Aim of the task
Transcribe the material below exactly as it appears.

(Excerpts of location labeling data)

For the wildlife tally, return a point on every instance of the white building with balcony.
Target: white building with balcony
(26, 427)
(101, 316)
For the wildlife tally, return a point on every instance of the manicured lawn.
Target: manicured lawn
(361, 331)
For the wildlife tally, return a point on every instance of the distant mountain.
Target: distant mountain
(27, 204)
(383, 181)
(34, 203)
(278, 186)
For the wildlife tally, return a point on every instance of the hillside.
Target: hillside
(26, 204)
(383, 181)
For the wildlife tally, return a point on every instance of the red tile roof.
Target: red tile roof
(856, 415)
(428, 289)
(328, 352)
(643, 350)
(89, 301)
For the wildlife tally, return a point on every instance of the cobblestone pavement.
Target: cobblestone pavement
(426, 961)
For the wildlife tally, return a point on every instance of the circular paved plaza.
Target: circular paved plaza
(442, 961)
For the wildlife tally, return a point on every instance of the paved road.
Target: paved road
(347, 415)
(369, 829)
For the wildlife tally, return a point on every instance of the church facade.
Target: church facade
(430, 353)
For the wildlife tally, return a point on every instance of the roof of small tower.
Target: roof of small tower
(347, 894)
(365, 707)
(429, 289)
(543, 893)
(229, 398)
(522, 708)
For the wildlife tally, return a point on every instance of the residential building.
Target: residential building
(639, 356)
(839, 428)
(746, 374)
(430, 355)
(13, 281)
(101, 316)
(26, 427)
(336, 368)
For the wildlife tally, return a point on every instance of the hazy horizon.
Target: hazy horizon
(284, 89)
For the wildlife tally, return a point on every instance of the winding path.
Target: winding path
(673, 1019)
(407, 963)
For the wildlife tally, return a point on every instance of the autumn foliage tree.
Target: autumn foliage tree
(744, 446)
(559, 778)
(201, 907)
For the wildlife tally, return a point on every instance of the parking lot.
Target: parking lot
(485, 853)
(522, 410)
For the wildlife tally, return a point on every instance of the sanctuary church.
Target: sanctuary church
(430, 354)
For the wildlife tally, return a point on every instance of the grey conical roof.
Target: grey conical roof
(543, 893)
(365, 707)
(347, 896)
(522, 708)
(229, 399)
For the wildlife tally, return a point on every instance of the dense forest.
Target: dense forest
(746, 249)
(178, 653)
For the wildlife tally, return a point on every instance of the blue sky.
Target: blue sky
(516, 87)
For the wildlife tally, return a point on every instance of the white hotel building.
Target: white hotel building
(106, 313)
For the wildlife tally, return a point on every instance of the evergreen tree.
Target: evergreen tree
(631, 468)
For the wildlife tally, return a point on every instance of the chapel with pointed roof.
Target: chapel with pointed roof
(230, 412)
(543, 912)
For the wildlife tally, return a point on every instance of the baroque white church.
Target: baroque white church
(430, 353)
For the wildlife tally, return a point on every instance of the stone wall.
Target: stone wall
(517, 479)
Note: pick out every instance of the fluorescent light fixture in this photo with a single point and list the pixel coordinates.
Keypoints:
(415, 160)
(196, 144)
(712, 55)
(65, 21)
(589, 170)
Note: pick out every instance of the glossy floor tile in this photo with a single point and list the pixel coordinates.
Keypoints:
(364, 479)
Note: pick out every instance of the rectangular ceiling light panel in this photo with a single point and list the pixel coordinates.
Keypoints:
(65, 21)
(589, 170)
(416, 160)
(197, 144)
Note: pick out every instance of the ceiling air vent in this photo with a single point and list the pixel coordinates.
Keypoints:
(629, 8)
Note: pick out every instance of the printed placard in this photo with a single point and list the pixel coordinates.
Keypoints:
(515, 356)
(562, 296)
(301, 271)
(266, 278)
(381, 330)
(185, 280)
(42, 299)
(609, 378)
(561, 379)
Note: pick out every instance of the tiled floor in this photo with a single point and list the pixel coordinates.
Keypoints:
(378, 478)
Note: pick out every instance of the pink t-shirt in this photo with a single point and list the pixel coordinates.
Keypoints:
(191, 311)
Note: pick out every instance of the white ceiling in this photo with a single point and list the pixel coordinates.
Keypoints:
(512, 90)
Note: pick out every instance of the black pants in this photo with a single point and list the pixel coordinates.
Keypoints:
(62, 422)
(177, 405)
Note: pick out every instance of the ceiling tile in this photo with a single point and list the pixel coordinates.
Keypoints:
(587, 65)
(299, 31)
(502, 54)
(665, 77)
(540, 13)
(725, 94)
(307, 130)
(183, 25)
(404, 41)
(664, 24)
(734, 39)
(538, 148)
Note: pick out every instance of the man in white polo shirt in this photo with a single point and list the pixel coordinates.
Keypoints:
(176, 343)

Full output
For the wildlife tally, return a point on every instance of the white building with balcony.
Target: white building with balcony
(26, 427)
(101, 316)
For the wildlife tally, return a point on every instance of the manicured lawn.
Target: manicured lawn
(361, 331)
For the wildlife tally, return a point on every instance of the distant mountain.
Target: distant mountain
(27, 204)
(383, 181)
(34, 203)
(278, 186)
For the wildlife tally, return a point on every instance of the hillside.
Target: hillside
(26, 204)
(383, 181)
For the wildlife tally, return a point on every instance of the red tile roof.
Target: red tile roof
(856, 415)
(428, 289)
(328, 352)
(643, 350)
(89, 301)
For the wildlife tally, return a point on every instance of the cobblestone pavement.
Target: cobblestone pavement
(426, 961)
For the wildlife tally, return a point on every instance of the circular paved plaza.
Target: circular paved plaza
(442, 961)
For the wildlife tally, return a point on every instance of the paved road.
Target: paved road
(347, 415)
(369, 829)
For the wildlife tally, return a point on every instance of the church facade.
Target: church facade
(430, 353)
For the wildlife tally, return a point on every instance of the roof of small tower.
Target: roof of small tower
(347, 894)
(365, 707)
(429, 289)
(543, 893)
(229, 398)
(522, 708)
For the wildlife tally, return a point on every instance of the residential building.
Target: residential building
(639, 356)
(839, 428)
(746, 374)
(430, 355)
(13, 281)
(101, 316)
(26, 427)
(336, 368)
For the wildlife tally, return a point on every instance of the hazy horizon.
Target: hazy horizon
(284, 89)
For the wildlife tally, return a point on every instance of the winding path.
Target: winding path
(673, 1019)
(407, 963)
For the wildlife tally, return a point on every instance of the autumn foliage tree.
Target: autumn foliage tree
(744, 446)
(559, 778)
(201, 907)
For the wildlife tally, return a point on every instance of the parking lot.
Target: parking lot
(485, 853)
(522, 410)
For the wildlife tally, return a point on every instance of the sanctuary church.
Target: sanctuary church
(430, 354)
For the wildlife tally, return a point on every instance of the grey conical roof.
Target: grey conical roof
(543, 893)
(365, 707)
(347, 896)
(522, 708)
(229, 399)
For the wildlife tally, return a point on every instance of the dense forest.
Target: dense forest
(746, 249)
(178, 653)
For the wildlife tally, return a point on every instance of the blue sky.
Target: blue sky
(516, 87)
For the wildlife tally, return a point on every instance of the white hotel building.
Target: white hotel building
(106, 313)
For the wildlife tally, return a point on every instance of the evergreen tree.
Target: evergreen tree
(631, 468)
For the wildlife tally, return a point on every instance of the chapel with pointed roof.
Target: chapel with pointed roof
(230, 412)
(543, 912)
For the wildlife tally, return a point on every instance of the baroque white church.
Target: baroque white church
(430, 353)
For the wildlife tally, return a point on every instance of the stone wall.
Target: stone wall
(517, 479)
Note: pick out every instance of the fluorescent light fixture in this photo with a single point and list the pixel coordinates.
Keypoints:
(415, 160)
(196, 144)
(712, 55)
(65, 21)
(589, 170)
Note: pick out every instance of the glossy floor tile in this photo with a single point and list the pixel coordinates.
Keypoints:
(364, 479)
Note: pick out every instance of the rectangular ceiling light panel in this photo with a single point and list the pixel coordinates.
Keypoints:
(65, 21)
(589, 170)
(416, 160)
(197, 144)
Note: pick out every instance of the ceiling air vent in this photo with a single point and list the pixel coordinates.
Keypoints:
(629, 8)
Note: pick out every instance of the printed placard in this photo with a single point and list the pixel coordinates.
Keypoints:
(515, 356)
(562, 296)
(301, 271)
(266, 278)
(381, 330)
(185, 280)
(42, 299)
(609, 378)
(561, 379)
Note: pick out every instance of the tiled floor in this photo with a single point and list the pixel coordinates.
Keypoints:
(378, 478)
Note: pick out every instance of the pink t-shirt in this photo with a single point and list the pixel coordinates.
Keypoints:
(191, 311)
Note: pick out every instance of the white ceiling in this photo with a single point and list the pixel coordinates.
Keypoints:
(512, 90)
Note: pick out every instance of the black pants in this photo with a single point and list the pixel coordinates.
Keypoints:
(62, 422)
(177, 405)
Note: pick out every instance of the ceiling tile in this photo with a single point and list the pixel coordinates.
Keypoints:
(587, 65)
(299, 31)
(502, 54)
(665, 77)
(540, 13)
(725, 94)
(307, 130)
(183, 25)
(404, 41)
(664, 24)
(734, 39)
(538, 148)
Note: pick out every instance of the man in white polo shirt in this photo with a single point and list the pixel coordinates.
Keypoints:
(176, 343)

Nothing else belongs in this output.